* REQUEST *
Count the lines in the data below that contain the string "positive", matching case exactly. Reply with the number only.

(Beginning of THE DATA)

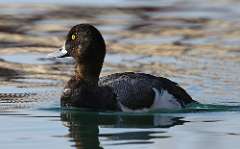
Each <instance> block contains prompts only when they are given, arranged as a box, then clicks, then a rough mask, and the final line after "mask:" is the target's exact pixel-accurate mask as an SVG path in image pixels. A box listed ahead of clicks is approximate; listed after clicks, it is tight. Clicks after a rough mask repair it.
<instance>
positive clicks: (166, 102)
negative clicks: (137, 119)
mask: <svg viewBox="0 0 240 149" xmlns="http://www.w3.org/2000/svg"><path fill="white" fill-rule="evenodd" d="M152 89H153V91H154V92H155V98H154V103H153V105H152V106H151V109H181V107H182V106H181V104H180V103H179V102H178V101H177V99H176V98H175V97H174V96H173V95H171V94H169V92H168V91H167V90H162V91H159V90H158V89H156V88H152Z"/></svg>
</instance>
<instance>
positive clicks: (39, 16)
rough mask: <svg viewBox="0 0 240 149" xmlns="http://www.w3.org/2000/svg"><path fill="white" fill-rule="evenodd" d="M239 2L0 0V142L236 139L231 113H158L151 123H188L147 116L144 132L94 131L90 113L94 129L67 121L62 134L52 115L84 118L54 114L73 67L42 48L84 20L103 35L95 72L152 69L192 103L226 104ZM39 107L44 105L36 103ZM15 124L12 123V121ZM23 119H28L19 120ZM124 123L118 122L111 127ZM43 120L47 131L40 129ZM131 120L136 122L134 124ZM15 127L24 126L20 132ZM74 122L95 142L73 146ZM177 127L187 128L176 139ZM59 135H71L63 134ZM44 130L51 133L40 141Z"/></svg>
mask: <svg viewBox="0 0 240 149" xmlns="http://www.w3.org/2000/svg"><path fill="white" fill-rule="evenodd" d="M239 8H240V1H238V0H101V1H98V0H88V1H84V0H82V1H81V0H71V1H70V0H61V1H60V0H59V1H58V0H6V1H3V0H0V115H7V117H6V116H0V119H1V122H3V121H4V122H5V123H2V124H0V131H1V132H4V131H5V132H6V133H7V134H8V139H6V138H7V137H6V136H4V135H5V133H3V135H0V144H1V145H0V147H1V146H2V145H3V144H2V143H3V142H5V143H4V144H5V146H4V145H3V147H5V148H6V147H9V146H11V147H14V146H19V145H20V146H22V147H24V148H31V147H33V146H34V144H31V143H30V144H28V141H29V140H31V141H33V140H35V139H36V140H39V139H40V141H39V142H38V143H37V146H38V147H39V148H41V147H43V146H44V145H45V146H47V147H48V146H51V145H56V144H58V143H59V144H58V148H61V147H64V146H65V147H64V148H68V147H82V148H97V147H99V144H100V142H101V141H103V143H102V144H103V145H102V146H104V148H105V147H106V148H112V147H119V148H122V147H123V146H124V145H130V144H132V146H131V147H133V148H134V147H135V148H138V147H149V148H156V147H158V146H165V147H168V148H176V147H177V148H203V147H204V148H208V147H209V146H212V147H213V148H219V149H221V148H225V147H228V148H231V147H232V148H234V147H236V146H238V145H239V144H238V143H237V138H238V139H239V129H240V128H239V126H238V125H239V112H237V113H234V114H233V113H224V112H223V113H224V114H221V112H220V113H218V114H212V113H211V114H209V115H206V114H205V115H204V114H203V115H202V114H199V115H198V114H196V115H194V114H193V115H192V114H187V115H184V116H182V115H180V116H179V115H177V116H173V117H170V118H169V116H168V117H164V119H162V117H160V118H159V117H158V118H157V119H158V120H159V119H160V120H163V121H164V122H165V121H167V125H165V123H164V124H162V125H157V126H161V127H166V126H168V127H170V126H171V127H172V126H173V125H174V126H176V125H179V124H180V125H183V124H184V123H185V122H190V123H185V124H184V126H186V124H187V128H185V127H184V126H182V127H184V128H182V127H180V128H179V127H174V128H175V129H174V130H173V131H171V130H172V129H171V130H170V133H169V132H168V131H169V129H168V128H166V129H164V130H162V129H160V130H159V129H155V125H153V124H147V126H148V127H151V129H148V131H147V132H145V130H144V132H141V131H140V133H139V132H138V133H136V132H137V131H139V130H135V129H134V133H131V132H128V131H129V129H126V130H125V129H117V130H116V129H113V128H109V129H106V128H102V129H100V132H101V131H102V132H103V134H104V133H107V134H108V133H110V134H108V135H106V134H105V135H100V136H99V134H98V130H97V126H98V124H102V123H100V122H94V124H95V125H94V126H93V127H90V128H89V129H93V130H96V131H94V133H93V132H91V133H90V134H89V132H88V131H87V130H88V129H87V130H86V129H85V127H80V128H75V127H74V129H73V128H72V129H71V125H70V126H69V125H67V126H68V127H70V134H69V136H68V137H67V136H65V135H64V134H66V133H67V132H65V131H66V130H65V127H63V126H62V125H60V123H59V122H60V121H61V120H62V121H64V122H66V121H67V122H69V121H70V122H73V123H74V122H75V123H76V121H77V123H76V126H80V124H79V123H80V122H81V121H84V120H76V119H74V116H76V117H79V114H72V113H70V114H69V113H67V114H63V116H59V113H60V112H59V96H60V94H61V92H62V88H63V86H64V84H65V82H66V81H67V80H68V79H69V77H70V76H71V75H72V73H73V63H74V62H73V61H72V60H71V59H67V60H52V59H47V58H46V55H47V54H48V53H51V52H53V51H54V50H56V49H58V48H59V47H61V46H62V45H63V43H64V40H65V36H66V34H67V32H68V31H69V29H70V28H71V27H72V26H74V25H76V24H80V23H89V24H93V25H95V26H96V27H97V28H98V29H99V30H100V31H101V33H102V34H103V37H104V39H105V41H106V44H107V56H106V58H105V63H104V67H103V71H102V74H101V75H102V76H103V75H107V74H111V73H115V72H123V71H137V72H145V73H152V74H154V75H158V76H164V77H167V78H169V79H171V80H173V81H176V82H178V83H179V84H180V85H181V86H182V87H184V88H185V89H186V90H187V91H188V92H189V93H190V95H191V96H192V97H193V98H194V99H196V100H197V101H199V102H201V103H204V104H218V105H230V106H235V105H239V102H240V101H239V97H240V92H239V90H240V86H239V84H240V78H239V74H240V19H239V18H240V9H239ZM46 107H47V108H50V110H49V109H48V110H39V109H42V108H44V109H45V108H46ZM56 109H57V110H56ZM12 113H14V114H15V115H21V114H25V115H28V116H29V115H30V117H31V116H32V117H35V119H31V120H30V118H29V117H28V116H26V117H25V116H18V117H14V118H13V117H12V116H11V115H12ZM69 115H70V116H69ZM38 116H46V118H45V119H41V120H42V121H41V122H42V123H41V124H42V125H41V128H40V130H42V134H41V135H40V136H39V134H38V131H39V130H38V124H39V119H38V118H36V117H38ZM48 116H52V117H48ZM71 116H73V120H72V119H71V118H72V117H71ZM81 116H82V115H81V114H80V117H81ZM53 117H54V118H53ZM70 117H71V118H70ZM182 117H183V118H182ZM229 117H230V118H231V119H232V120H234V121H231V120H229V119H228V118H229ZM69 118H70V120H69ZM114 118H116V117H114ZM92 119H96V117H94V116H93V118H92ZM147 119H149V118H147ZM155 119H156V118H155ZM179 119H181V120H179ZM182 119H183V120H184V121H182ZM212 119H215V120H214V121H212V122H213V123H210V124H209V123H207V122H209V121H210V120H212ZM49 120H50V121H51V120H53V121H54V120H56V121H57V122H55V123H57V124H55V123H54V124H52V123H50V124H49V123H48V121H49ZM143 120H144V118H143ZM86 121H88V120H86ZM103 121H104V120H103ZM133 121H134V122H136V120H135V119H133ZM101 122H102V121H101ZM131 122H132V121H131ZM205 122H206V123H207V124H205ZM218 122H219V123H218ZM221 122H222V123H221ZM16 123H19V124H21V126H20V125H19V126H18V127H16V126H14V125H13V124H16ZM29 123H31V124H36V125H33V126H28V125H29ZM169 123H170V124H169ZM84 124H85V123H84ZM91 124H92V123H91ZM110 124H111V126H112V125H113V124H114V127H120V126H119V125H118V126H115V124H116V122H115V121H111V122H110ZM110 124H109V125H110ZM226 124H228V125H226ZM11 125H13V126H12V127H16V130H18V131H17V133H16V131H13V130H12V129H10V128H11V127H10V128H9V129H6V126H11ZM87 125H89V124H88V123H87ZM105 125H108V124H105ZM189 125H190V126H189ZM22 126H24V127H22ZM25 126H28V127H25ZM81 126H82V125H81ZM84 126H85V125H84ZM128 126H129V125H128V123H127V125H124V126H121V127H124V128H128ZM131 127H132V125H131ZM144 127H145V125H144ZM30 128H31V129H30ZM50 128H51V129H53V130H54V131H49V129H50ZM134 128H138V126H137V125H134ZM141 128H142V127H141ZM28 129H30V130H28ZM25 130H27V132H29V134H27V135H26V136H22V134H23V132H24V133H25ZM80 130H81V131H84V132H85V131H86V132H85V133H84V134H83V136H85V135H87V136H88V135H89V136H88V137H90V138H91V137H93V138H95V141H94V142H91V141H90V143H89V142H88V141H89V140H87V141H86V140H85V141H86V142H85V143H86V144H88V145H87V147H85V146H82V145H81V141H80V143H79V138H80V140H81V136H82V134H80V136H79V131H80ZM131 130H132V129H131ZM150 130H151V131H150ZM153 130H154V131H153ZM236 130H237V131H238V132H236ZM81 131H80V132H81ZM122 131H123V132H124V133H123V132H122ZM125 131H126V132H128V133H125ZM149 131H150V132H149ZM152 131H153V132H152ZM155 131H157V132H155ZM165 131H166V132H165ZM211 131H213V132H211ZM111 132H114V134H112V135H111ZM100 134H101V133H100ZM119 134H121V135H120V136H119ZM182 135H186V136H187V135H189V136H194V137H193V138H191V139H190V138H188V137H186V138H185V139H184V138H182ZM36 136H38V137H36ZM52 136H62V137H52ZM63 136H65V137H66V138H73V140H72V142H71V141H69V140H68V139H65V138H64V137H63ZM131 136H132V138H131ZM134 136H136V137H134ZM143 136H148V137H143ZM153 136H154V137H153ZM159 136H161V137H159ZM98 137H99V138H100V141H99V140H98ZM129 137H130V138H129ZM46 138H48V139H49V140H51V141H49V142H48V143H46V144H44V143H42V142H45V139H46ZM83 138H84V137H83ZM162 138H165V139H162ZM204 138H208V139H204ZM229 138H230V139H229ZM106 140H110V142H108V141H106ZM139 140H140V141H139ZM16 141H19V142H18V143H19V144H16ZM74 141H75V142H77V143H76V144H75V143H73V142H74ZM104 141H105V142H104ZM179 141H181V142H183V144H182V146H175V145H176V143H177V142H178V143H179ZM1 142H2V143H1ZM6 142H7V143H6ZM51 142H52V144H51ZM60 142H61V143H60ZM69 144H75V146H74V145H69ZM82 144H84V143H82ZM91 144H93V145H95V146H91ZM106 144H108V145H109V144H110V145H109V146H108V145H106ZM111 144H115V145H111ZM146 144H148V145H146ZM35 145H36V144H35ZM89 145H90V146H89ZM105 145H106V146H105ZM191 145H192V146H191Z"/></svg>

(End of THE DATA)

* TASK RESPONSE *
2